Mas a guerra fria travada no terreno político – ou a prática da política como continuação da guerra por outros meios –  é bem diferente (não na sua essência, mas nas suas consequências) da guerra com confronto violento. Por certo o PT não quer uma guerra quente, mesmo porque sabe que não tem força bélica para tanto contra o Estado brasileiro. Mas uma vez desencadeada a guerra civil fria, da qual tanto o PT precisa, e desesperadamente, será difícil evitar a sua radicalização. Até porque o PT não controla os setores mais à esquerda que estão se aproveitando da situação para se afirmar (como o PSOL e seus Black Blocs, mas também os grupos menores e as organizações políticas que estão escondidas no núcleo duro da direção de falsos movimentos sociais, como o MST).

**OBJETIVO A**
Cite literalmente a parte do trecho sobre a guerra fria política entre "Mas a guerra" e "como o MST).", inclusive.
As linhas dos dados não têm relação alguma com o trecho.

**DADOS DO EXERCÍCIO**
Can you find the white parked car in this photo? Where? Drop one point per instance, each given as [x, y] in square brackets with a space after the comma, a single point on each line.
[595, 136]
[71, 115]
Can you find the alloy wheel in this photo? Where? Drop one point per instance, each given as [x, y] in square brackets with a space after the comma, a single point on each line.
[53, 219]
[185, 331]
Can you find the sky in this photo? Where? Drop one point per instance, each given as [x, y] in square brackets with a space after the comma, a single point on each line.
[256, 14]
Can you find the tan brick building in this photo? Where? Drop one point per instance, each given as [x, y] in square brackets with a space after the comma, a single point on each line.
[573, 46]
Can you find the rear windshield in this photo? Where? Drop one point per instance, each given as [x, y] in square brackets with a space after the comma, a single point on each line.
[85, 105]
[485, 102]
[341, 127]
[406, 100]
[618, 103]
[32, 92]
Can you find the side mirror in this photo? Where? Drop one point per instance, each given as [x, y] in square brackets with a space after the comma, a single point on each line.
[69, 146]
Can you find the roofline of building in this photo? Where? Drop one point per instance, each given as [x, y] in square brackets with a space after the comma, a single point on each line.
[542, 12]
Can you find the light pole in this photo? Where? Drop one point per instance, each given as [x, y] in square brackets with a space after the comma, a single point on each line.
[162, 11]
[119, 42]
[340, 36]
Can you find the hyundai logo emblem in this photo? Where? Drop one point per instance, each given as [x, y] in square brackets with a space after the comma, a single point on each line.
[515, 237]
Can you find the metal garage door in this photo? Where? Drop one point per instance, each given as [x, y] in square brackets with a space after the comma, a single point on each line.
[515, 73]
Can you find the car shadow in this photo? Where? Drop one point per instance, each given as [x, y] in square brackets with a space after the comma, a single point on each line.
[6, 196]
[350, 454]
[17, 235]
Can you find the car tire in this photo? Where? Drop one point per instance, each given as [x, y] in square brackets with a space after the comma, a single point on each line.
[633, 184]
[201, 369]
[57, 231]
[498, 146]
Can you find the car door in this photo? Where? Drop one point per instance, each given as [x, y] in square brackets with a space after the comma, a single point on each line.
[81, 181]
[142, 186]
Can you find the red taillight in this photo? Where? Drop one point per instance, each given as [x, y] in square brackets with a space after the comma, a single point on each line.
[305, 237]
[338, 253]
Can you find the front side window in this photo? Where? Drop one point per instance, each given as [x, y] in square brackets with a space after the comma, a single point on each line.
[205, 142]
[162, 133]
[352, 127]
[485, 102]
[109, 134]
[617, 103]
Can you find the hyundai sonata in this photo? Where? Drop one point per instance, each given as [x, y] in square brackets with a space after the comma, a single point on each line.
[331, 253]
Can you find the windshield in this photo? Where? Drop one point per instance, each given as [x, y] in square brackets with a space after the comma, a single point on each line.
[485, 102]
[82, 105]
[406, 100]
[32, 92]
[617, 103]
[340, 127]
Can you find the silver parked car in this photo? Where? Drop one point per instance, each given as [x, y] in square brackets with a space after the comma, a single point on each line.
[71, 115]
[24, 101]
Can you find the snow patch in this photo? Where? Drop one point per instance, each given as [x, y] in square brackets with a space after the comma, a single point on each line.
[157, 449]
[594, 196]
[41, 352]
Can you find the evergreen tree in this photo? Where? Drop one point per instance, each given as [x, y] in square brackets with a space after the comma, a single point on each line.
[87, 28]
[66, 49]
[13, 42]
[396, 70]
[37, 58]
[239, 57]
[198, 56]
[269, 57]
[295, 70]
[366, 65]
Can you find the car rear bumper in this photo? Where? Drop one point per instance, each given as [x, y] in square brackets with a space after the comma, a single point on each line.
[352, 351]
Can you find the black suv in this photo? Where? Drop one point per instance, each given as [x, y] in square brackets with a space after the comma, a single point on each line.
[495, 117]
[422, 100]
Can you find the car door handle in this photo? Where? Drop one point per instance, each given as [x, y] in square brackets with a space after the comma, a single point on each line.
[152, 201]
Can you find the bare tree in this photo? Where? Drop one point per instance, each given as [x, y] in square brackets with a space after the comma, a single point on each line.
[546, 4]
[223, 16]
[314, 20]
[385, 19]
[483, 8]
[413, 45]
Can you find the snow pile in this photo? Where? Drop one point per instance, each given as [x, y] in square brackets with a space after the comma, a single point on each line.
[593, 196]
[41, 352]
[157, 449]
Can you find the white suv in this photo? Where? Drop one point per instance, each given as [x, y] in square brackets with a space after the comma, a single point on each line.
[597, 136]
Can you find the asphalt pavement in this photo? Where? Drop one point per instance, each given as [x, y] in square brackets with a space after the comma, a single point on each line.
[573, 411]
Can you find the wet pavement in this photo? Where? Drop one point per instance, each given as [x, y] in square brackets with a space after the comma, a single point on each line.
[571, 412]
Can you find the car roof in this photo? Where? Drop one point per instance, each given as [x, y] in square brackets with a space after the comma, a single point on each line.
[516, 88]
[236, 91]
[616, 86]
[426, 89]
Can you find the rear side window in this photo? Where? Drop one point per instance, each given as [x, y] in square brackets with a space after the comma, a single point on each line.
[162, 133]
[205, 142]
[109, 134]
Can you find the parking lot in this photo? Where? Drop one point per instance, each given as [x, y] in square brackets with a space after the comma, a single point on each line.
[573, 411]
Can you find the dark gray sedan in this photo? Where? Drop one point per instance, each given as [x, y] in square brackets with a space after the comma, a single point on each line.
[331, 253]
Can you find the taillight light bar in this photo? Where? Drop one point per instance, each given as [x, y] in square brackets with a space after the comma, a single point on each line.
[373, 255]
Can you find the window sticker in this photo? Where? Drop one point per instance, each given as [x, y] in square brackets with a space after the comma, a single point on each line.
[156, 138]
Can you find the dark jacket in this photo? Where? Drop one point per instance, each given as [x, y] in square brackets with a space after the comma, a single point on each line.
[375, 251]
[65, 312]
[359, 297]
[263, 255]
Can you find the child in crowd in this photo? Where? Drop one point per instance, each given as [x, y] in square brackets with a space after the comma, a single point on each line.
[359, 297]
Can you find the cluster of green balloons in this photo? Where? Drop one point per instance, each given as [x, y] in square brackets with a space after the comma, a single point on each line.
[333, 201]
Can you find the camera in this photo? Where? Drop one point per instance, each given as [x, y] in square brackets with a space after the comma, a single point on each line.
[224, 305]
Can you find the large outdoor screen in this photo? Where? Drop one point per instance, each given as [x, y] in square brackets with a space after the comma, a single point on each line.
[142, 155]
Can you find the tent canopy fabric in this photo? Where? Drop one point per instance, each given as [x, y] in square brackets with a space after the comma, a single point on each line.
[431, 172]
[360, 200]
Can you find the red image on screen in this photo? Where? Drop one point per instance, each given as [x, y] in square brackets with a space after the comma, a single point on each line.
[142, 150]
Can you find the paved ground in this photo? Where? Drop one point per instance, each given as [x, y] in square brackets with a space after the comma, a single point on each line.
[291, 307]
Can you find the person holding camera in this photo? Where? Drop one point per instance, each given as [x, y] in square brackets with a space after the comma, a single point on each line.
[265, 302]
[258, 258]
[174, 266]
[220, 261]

**OBJETIVO B**
Imprima sem nenhuma alteração as linhas dos dados do exercício, da linha que contém "Can you find the red image" até o fim desses dados, inclusive.

**SOLUÇÃO A**
Mas a guerra fria travada no terreno político – ou a prática da política como continuação da guerra por outros meios –  é bem diferente (não na sua essência, mas nas suas consequências) da guerra com confronto violento. Por certo o PT não quer uma guerra quente, mesmo porque sabe que não tem força bélica para tanto contra o Estado brasileiro. Mas uma vez desencadeada a guerra civil fria, da qual tanto o PT precisa, e desesperadamente, será difícil evitar a sua radicalização. Até porque o PT não controla os setores mais à esquerda que estão se aproveitando da situação para se afirmar (como o PSOL e seus Black Blocs, mas também os grupos menores e as organizações políticas que estão escondidas no núcleo duro da direção de falsos movimentos sociais, como o MST).

**SOLUÇÃO B**
Can you find the red image on screen in this photo? Where? Drop one point per instance, each given as [x, y] in square brackets with a space after the comma, a single point on each line.
[142, 150]
Can you find the paved ground in this photo? Where? Drop one point per instance, each given as [x, y] in square brackets with a space after the comma, a single point on each line.
[291, 307]
Can you find the person holding camera in this photo? Where? Drop one point per instance, each given as [x, y] in square brackets with a space after the comma, a single point on each line.
[265, 302]
[258, 258]
[174, 266]
[220, 261]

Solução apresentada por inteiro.